U08 u08_WalkingPattern = 0;

U08    u08_ServoIndex = 0;

 

U08 u08_1msCnt = 0;
U08 u08_100msCnt = 0;
U08 u08_1secCnt  = 0;
U08 num=0;

 

void t1msTask()
{
    if (gu08DelayTime > 0)
    {
        gu08DelayTime--;
    }
};
void t2msTask(){};
void t10msTask(){};
void t100msTask()
{
    gu08RobotSpeed--;
    if (0 == gu08RobotSpeed)
    {
        RobotPatternChange();
        gu08RobotSpeed = ROBOT_SPEED;
    }
};
void t1secTask(){};

void RobotPatternChange(void)
{
    U08 i, temp;
    u08_1secCnt ++;
    U16 su16TempPresentAngle;
    U16 su16TempTargetAngle;   

    LED_ONOFF(u08_1secCnt%8,OFF);
    if(u08_1secCnt%8>=1) LED_ONOFF(u08_1secCnt%8-1,ON);
   
    if(ROBOT_FW == gu08RobotDirec)
    {
        for (i=0; i<8; i++)
        {
            u16_ServoPresentAngle[i]     = u16_ServoTargetAngle[i]; //기존 목표값을 현재값으로
            u16_ServoTargetAngle[i]     = U16ServoCenterValue[i] + S16_MovingAngleData[u08_WalkingPattern][i];       
                                                                //다음 다리 각도값 : 서보모터 중앙값 + 다리이동 변화량.
            gs16ServoAngleDiff[i]         = ((S16)u16_ServoTargetAngle[i] - (S16)u16_ServoPresentAngle[i]) / SERVO_DIFF;        //서보모터 변화량 계산
            gu16ServoActualAngle[i]     = u16_ServoPresentAngle[i];    //서보 실제값을 현재 시작 서보 각도값으로.    
        }
    }
    else if(ROBOT_BW == gu08RobotDirec)
    {
        for (i=0; i<8; i++)
        {
            u16_ServoPresentAngle[i]     = u16_ServoTargetAngle[i]; //기존 목표값을 현재값으로
            u16_ServoTargetAngle[i]     = U16ServoCenterValue[i] + S16_MovingAngleData[5-u08_WalkingPattern][i];       
                                                                //다음 다리 각도값 : 서보모터 중앙값 + 다리이동 변화량.
            gs16ServoAngleDiff[i]         = ((S16)u16_ServoTargetAngle[i] - (S16)u16_ServoPresentAngle[i]) / SERVO_DIFF;        //서보모터 변화량 계산
            gu16ServoActualAngle[i]     = u16_ServoPresentAngle[i];    //서보 실제값을 현재 시작 서보 각도값으로.    
        }
    }
    else if(ROBOT_LE == gu08RobotDirec)
    {
        temp = u08_WalkingPattern + 6;
        for (i=0; i<8; i++)
        {
            u16_ServoPresentAngle[i]     = u16_ServoTargetAngle[i]; //기존 목표값을 현재값으로
            u16_ServoTargetAngle[i]     = U16ServoCenterValue[i] + S16_MovingAngleData[temp][i];       
                                                                //다음 다리 각도값 : 서보모터 중앙값 + 다리이동 변화량.
━━━━━━━━━━
# 수행 과제
(1) 서보 보행 코드의 t100msTask에서 gu08RobotSpeed가 0이 되면, RobotPatternChange()를 호출한 뒤 이 변수를 어떤 값으로 다시 설정합니까?
(2) 서보 보행 코드를 마지막 줄 다음부터 이어서 작성하세요.
이어지는 항목들은 제시된 글과 관련이 없습니다.

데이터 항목
━━━━━━━━━━
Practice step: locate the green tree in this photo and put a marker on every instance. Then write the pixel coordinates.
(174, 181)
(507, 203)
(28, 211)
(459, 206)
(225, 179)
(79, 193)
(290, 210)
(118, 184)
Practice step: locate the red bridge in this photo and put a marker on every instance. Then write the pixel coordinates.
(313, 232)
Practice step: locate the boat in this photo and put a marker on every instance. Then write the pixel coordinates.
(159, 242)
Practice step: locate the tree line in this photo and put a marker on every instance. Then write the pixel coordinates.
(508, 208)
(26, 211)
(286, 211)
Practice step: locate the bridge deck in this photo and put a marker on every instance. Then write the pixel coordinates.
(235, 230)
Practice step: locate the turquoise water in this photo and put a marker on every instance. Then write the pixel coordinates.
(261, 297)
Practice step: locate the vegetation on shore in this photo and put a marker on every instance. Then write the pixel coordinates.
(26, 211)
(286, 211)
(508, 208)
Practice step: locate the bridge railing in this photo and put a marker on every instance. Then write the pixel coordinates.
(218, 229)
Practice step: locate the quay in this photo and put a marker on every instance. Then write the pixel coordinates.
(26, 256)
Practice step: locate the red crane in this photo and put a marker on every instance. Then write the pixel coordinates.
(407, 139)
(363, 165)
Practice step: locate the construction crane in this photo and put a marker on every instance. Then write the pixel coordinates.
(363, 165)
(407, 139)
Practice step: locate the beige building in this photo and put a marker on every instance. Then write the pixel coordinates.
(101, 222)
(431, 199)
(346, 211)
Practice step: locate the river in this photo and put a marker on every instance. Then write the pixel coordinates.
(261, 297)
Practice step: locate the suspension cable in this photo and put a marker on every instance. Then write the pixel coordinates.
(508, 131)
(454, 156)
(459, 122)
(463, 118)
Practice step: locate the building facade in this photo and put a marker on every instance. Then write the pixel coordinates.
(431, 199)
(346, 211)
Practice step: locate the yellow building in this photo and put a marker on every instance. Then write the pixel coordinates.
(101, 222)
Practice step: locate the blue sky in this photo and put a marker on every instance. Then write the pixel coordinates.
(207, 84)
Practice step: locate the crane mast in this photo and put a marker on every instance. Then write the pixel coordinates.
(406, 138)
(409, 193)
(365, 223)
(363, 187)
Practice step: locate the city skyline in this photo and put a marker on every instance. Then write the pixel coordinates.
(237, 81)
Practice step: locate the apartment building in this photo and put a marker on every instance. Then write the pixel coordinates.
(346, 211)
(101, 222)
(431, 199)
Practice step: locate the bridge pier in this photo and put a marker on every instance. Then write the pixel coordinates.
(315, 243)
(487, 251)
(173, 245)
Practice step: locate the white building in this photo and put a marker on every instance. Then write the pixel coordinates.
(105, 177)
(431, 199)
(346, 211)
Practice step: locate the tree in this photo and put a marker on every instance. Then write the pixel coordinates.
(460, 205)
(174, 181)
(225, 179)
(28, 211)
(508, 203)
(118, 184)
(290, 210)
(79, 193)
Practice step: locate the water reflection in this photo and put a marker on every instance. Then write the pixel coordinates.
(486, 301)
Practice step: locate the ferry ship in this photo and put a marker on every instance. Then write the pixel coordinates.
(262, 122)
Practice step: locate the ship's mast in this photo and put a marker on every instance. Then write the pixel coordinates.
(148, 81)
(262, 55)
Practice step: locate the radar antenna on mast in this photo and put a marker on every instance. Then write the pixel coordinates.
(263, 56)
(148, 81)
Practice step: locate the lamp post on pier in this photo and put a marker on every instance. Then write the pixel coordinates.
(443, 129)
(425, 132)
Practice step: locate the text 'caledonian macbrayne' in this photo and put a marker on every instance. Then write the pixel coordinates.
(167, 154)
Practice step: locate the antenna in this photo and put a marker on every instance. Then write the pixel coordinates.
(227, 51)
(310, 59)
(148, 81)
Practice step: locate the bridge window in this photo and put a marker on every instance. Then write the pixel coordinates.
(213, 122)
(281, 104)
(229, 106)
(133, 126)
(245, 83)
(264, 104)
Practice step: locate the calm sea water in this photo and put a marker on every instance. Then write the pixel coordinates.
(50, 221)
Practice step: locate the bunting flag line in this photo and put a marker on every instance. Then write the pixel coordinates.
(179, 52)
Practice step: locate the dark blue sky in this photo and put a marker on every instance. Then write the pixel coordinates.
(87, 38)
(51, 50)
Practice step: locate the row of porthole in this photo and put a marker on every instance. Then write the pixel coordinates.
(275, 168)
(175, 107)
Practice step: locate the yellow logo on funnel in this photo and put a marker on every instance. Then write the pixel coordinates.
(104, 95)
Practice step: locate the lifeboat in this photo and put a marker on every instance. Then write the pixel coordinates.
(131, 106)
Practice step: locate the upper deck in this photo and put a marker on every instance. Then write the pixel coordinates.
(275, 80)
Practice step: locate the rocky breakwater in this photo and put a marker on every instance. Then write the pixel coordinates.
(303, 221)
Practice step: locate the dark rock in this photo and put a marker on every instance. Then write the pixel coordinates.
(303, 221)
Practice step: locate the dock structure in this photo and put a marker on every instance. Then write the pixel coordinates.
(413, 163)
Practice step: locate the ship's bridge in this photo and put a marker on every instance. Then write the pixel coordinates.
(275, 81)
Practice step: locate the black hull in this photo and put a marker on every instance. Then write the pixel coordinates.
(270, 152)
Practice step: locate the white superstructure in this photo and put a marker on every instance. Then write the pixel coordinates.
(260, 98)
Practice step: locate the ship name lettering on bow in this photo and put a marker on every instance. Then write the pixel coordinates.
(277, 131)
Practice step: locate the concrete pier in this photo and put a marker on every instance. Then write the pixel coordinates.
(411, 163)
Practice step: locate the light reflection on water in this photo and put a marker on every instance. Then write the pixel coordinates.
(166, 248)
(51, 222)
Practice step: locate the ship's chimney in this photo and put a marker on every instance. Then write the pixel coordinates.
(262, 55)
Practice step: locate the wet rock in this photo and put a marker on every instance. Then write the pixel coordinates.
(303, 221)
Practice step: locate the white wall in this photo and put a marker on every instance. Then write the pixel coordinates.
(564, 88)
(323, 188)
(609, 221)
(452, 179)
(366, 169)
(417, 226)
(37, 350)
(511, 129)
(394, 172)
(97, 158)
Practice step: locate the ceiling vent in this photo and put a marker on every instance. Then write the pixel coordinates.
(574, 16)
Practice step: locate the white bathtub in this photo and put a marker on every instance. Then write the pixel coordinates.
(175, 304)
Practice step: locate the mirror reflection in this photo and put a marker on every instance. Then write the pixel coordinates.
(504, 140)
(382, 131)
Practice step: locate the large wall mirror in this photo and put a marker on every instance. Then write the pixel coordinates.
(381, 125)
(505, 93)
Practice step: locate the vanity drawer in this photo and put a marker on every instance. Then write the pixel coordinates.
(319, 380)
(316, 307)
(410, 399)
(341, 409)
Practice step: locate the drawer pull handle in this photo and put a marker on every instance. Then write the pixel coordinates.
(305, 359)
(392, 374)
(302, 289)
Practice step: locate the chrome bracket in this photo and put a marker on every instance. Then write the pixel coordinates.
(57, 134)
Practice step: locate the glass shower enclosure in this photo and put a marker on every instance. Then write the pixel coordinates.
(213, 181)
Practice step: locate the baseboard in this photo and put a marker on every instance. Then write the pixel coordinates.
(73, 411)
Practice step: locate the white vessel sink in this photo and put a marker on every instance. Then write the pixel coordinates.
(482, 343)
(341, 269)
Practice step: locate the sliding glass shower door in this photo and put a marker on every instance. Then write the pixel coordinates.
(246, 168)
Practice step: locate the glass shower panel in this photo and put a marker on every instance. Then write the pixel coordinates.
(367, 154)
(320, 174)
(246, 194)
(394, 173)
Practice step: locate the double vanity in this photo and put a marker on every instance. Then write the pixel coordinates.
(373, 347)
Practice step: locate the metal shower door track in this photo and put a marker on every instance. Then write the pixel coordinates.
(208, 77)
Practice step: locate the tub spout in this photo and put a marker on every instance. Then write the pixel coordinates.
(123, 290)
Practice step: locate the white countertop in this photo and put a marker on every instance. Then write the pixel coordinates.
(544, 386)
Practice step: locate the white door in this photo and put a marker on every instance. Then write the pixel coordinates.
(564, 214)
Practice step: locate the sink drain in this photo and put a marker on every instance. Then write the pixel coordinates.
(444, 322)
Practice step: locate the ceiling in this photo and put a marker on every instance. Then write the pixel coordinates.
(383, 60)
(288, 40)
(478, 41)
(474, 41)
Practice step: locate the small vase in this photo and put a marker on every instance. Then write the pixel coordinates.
━━━━━━━━━━
# 풀이 결과
(1) ROBOT_SPEED로 다시 설정합니다.

(2)
            gs16ServoAngleDiff[i]         = ((S16)u16_ServoTargetAngle[i] - (S16)u16_ServoPresentAngle[i]) / SERVO_DIFF;        //서보모터 변화량 계산
            gu16ServoActualAngle[i]     = u16_ServoPresentAngle[i];    //서보 실제값을 현재 시작 서보 각도값으로.    
        }
    }

    else if(ROBOT_RI == gu08RobotDirec)
    {
        temp = u08_WalkingPattern + 12;
        for (i=0; i<8; i++)
        {
            u16_ServoPresentAngle[i]     = u16_ServoTargetAngle[i]; //기존 목표값을 현재값으로
            u16_ServoTargetAngle[i]     = U16ServoCenterValue[i] + S16_MovingAngleData[temp][i];       
                                                                //다음 다리 각도값 : 서보모터 중앙값 + 다리이동 변화량.
            gs16ServoAngleDiff[i]         = ((S16)u16_ServoTargetAngle[i] - (S16)u16_ServoPresentAngle[i]) / SERVO_DIFF;        //서보모터 변화량 계산
            gu16ServoActualAngle[i]     = u16_ServoPresentAngle[i];    //서보 실제값을 현재 시작 서보 각도값으로.    
        }
    }
    else    //보행 패턴이 없는 경우  : 변화량을 0 으로
    {
        for (i=0; i<8; i++)
        { 
            gs16ServoAngleDiff[i] = 0;
        }
    }

    if ( ROBOT_STOP != gu08RobotDirec)
    {
   
        u08_WalkingPattern++;
        if(u08_WalkingPattern >= 6) u08_WalkingPattern = 0;
    }

};

 

int main(void)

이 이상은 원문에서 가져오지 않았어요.